DO THIS: Please pick out every line in the items below that contains the word "illuminated" and copy each one in full.

** BEGIN INPUT FOR THIS TASK **

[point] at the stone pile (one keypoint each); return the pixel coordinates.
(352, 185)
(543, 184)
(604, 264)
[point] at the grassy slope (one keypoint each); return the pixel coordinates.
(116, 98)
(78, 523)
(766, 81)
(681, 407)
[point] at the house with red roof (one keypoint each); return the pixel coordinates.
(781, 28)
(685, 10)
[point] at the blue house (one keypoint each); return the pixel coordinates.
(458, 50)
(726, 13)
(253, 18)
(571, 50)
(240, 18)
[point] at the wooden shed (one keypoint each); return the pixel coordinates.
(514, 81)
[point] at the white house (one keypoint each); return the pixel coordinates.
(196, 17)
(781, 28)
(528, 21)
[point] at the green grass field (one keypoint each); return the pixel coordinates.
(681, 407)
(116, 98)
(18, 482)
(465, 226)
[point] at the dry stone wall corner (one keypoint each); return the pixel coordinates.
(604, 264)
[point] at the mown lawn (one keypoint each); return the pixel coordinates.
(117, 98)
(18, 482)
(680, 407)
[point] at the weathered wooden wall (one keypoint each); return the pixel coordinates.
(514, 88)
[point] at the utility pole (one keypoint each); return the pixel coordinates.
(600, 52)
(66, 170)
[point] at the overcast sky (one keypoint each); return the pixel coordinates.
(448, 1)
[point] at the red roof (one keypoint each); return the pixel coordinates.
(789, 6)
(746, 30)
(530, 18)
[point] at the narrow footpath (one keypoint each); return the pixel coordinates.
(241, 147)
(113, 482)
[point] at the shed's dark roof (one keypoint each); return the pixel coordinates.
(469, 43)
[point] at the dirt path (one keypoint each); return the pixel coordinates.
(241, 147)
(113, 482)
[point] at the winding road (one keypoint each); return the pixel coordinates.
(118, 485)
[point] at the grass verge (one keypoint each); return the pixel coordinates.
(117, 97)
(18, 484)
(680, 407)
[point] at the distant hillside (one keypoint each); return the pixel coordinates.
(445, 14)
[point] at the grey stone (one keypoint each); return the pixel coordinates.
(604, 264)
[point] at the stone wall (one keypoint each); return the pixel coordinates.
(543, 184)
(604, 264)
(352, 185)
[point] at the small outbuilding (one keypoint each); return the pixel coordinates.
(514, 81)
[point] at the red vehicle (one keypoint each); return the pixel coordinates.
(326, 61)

** END INPUT FOR THIS TASK **
** BEGIN INPUT FOR THIS TASK **

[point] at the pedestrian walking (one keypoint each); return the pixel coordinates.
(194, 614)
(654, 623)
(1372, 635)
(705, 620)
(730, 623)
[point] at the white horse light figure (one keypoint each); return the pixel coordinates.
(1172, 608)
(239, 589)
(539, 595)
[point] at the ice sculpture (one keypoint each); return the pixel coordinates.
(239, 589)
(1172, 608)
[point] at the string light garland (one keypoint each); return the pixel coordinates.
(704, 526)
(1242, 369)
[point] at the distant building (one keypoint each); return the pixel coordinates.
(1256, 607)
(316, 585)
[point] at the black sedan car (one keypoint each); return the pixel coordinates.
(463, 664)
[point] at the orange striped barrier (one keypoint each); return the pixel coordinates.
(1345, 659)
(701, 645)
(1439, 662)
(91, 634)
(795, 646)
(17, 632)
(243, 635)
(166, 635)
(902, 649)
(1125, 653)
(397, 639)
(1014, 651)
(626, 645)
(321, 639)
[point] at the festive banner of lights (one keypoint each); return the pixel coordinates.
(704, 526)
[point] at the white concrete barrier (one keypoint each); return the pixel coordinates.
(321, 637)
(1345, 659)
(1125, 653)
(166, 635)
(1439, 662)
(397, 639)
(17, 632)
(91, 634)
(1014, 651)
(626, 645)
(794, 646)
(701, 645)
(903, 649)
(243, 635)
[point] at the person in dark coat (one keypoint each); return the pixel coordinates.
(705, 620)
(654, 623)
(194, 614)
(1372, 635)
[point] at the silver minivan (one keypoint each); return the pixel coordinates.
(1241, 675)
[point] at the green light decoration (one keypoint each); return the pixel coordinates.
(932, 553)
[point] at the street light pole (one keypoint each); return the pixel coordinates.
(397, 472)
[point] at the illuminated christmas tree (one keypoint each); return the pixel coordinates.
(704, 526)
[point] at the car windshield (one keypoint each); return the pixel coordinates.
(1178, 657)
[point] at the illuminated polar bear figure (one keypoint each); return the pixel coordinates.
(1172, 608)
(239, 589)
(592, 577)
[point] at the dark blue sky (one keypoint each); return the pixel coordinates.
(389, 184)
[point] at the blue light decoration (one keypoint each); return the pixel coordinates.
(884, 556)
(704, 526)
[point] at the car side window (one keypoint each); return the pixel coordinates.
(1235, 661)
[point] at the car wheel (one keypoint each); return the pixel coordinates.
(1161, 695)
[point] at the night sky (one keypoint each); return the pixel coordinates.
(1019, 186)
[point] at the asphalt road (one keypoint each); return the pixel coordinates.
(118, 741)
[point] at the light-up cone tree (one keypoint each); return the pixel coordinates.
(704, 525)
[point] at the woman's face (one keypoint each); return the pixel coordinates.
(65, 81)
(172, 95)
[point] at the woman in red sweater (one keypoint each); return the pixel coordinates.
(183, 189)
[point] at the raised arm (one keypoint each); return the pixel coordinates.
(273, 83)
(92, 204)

** END INPUT FOR THIS TASK **

RESULT FOR THIS EXERCISE:
[point] at the illuminated christmas tree (one keypoint each); return the pixel coordinates.
[point] at the illuminated polar bear figure (one keypoint each); return the pixel coordinates.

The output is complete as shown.